━━ RECORD EXCERPTS ━━
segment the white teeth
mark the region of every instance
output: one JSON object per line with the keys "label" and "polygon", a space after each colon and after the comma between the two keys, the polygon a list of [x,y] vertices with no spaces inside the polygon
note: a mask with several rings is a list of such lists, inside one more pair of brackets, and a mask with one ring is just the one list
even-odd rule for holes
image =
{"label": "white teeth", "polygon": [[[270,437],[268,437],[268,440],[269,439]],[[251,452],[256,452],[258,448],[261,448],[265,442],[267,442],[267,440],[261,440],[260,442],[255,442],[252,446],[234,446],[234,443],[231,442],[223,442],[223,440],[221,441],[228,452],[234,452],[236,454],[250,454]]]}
━━━
__REQUEST__
Locate each line in the entries above that contains the string "label" and copy those lines out in full.

__WRITTEN RESPONSE__
output: one JSON object per line with the keys "label" and "polygon", a space after each colon and after the comma between the two keys, the polygon a list of [x,y] vertices with no spaces inside the polygon
{"label": "white teeth", "polygon": [[[270,437],[268,437],[268,440],[269,439]],[[251,452],[256,452],[258,448],[261,448],[265,442],[267,442],[267,440],[261,440],[260,442],[255,442],[252,446],[234,446],[234,443],[231,442],[223,442],[223,440],[221,441],[228,452],[234,452],[236,454],[250,454]]]}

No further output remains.